**TASK**
Retype the data below character for character, from its first line through the line that contains "<point>414,267</point>", and omit the pictures.

>>>

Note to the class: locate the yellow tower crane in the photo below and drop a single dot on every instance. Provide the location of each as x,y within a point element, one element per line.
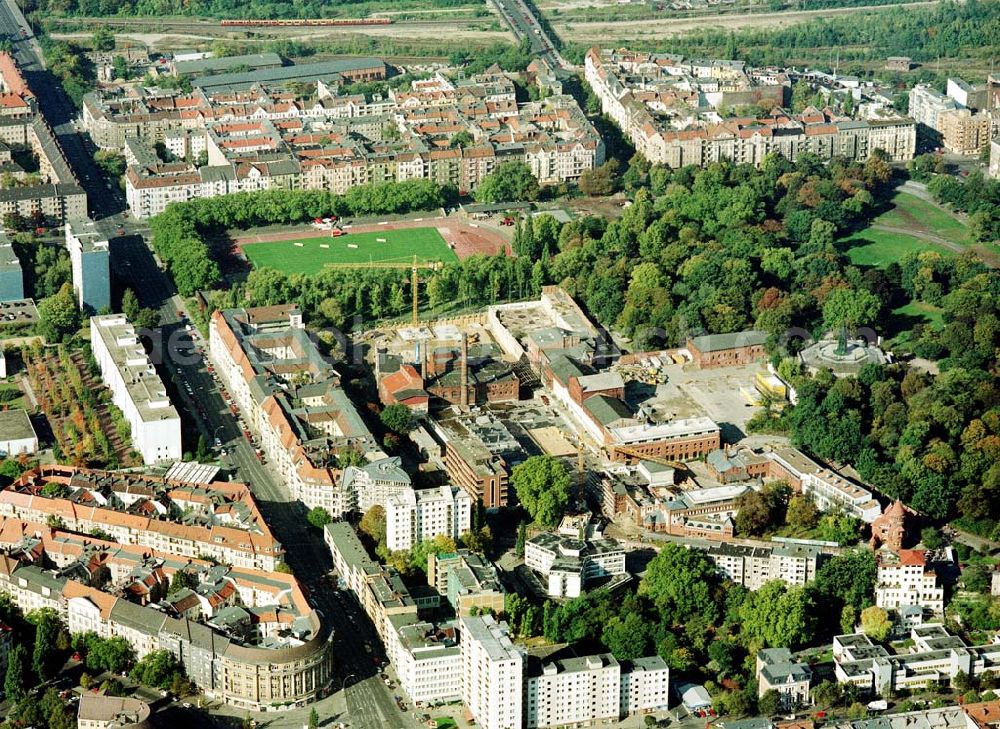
<point>414,267</point>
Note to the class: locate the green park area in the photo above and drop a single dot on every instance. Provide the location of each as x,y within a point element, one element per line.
<point>910,225</point>
<point>309,255</point>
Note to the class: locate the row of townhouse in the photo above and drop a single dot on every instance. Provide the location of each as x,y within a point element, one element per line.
<point>290,396</point>
<point>505,688</point>
<point>936,658</point>
<point>244,543</point>
<point>276,656</point>
<point>334,143</point>
<point>55,196</point>
<point>690,137</point>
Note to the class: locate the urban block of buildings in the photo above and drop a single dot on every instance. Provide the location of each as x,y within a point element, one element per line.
<point>967,117</point>
<point>244,633</point>
<point>291,397</point>
<point>672,110</point>
<point>935,659</point>
<point>504,688</point>
<point>50,194</point>
<point>136,388</point>
<point>253,133</point>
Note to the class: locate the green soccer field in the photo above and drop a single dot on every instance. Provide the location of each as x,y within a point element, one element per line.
<point>308,256</point>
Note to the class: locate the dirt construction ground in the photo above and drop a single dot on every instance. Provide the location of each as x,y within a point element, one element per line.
<point>603,32</point>
<point>465,239</point>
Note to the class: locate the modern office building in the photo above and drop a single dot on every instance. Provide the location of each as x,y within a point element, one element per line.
<point>136,388</point>
<point>90,258</point>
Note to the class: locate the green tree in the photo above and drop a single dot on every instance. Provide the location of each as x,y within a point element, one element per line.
<point>157,668</point>
<point>542,485</point>
<point>59,314</point>
<point>679,582</point>
<point>850,308</point>
<point>397,418</point>
<point>45,655</point>
<point>875,623</point>
<point>15,681</point>
<point>510,182</point>
<point>319,517</point>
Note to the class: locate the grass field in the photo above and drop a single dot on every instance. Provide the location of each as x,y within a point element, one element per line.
<point>910,211</point>
<point>306,256</point>
<point>879,248</point>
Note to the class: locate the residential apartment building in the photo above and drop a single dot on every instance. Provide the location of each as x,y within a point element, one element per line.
<point>95,585</point>
<point>291,397</point>
<point>91,264</point>
<point>468,580</point>
<point>657,101</point>
<point>567,564</point>
<point>54,195</point>
<point>777,670</point>
<point>492,673</point>
<point>223,519</point>
<point>936,658</point>
<point>155,426</point>
<point>753,567</point>
<point>573,691</point>
<point>261,136</point>
<point>413,516</point>
<point>965,116</point>
<point>904,578</point>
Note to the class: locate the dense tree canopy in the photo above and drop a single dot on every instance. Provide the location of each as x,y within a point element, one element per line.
<point>542,485</point>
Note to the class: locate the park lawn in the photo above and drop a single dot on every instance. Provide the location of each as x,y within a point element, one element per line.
<point>909,211</point>
<point>878,248</point>
<point>930,313</point>
<point>309,258</point>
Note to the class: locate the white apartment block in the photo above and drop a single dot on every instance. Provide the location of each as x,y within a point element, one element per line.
<point>492,673</point>
<point>426,658</point>
<point>414,516</point>
<point>136,388</point>
<point>905,579</point>
<point>753,567</point>
<point>573,691</point>
<point>372,484</point>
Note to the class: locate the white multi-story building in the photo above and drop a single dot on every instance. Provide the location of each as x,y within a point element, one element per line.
<point>573,691</point>
<point>568,564</point>
<point>905,579</point>
<point>136,388</point>
<point>753,567</point>
<point>426,658</point>
<point>492,673</point>
<point>372,484</point>
<point>413,516</point>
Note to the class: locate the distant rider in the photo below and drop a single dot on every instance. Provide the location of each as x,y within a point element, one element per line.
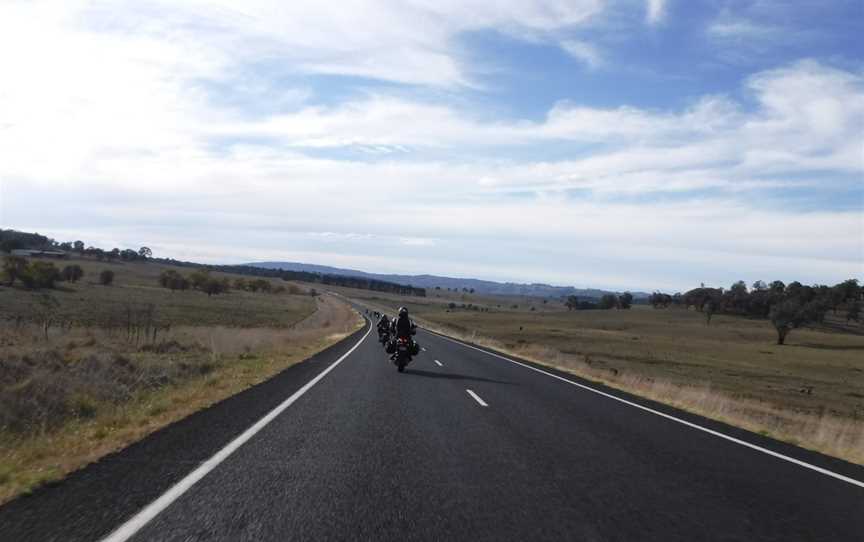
<point>403,327</point>
<point>383,325</point>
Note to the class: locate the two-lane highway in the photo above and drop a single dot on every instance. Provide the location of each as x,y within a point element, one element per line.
<point>465,445</point>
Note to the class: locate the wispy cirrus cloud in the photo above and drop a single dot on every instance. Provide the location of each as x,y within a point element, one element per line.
<point>368,136</point>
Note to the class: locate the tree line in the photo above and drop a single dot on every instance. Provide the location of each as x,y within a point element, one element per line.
<point>203,281</point>
<point>305,276</point>
<point>12,239</point>
<point>787,306</point>
<point>37,274</point>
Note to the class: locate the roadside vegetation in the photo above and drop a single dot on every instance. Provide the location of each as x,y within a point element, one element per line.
<point>94,354</point>
<point>720,362</point>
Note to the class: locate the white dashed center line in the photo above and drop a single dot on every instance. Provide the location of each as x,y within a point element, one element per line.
<point>477,398</point>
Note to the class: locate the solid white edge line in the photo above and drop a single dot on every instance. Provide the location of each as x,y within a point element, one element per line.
<point>142,518</point>
<point>778,455</point>
<point>477,398</point>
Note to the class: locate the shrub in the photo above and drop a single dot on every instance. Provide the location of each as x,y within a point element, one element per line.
<point>13,268</point>
<point>106,277</point>
<point>72,273</point>
<point>40,275</point>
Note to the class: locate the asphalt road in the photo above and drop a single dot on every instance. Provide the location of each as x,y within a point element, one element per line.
<point>463,445</point>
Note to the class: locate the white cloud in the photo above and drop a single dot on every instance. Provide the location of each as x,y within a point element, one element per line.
<point>584,52</point>
<point>655,11</point>
<point>112,130</point>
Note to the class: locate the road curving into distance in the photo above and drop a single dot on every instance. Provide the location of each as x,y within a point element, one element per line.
<point>465,444</point>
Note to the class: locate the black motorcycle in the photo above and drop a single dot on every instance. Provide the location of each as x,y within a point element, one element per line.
<point>402,353</point>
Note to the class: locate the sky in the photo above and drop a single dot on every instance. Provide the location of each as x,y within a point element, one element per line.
<point>623,144</point>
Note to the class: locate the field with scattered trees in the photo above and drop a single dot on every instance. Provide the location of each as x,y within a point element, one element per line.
<point>784,361</point>
<point>97,353</point>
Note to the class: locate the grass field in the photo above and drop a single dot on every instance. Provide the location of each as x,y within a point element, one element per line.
<point>91,387</point>
<point>809,392</point>
<point>89,303</point>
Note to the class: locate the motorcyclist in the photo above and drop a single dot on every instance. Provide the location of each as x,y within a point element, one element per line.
<point>383,325</point>
<point>403,327</point>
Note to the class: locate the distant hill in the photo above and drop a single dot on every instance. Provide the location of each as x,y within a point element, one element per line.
<point>431,281</point>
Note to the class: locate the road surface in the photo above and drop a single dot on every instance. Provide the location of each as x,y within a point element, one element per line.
<point>464,445</point>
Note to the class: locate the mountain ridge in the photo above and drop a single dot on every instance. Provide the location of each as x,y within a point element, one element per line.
<point>431,281</point>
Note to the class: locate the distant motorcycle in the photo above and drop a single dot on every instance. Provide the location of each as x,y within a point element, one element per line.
<point>402,353</point>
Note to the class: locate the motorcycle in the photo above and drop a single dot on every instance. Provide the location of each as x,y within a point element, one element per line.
<point>402,354</point>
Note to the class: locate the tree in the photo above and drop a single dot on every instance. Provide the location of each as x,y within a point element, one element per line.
<point>853,314</point>
<point>72,273</point>
<point>40,275</point>
<point>792,313</point>
<point>198,279</point>
<point>608,301</point>
<point>260,284</point>
<point>106,277</point>
<point>708,310</point>
<point>173,280</point>
<point>625,300</point>
<point>13,268</point>
<point>215,286</point>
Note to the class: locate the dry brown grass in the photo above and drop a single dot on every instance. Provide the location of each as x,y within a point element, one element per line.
<point>77,421</point>
<point>810,392</point>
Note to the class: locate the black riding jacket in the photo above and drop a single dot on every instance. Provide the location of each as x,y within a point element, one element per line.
<point>403,326</point>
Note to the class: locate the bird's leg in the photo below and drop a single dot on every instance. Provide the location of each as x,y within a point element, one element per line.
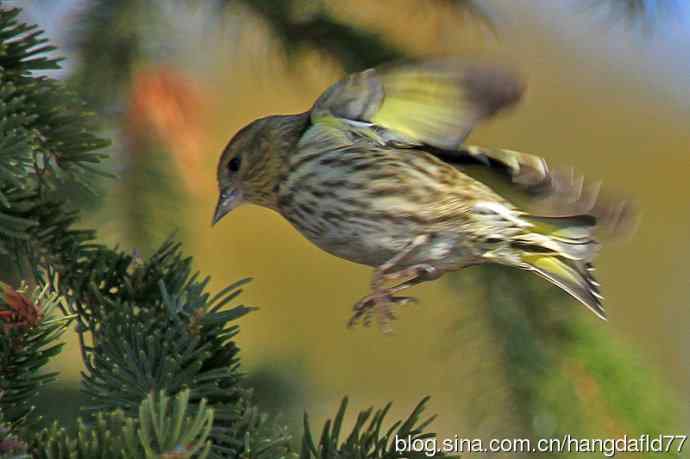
<point>381,298</point>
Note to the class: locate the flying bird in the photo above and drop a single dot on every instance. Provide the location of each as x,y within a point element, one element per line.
<point>377,172</point>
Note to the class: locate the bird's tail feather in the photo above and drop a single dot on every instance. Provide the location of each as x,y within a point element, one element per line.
<point>560,249</point>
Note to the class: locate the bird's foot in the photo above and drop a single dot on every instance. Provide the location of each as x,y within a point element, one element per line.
<point>381,304</point>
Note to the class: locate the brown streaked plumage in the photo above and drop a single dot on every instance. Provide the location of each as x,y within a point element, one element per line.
<point>377,173</point>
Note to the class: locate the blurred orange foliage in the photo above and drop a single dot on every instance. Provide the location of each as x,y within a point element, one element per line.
<point>168,107</point>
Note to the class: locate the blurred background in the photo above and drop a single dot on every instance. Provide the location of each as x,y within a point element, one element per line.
<point>608,93</point>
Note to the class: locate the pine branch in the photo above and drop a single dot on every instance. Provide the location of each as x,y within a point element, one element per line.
<point>29,330</point>
<point>368,439</point>
<point>162,427</point>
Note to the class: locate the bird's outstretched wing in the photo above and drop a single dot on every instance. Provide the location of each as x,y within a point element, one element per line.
<point>434,102</point>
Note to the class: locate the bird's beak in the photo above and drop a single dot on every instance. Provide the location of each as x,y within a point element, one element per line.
<point>228,200</point>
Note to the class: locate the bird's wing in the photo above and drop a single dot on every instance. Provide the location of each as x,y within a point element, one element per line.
<point>527,179</point>
<point>433,102</point>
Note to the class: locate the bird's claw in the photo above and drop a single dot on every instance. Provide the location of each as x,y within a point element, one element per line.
<point>381,304</point>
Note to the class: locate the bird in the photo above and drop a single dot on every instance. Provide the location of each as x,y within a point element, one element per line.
<point>377,172</point>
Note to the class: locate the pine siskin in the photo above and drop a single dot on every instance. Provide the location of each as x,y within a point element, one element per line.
<point>376,172</point>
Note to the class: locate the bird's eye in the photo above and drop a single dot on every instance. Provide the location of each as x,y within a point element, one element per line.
<point>234,164</point>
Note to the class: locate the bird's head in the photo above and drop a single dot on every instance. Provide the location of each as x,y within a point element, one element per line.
<point>235,169</point>
<point>249,168</point>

<<<

**ANSWER TO THE PROBLEM**
Note to the class: locate the yellow tower crane in the photo below and drop a single dot on every instance. Provide the location of each as x,y within a point element, one element per line.
<point>414,267</point>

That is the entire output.